[Extracted data entries]
╭──

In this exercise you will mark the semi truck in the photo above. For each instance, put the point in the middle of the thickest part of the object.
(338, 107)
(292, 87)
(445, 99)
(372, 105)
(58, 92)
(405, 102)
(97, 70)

╰──

__TASK GOAL__
Each record above should be given again exactly as it appears.

__RESPONSE AREA__
In this exercise you will mark the semi truck in the photo above. For each instance, put the point in the middle of the thickest part of the object.
(338, 107)
(292, 87)
(445, 99)
(372, 105)
(58, 92)
(405, 102)
(97, 70)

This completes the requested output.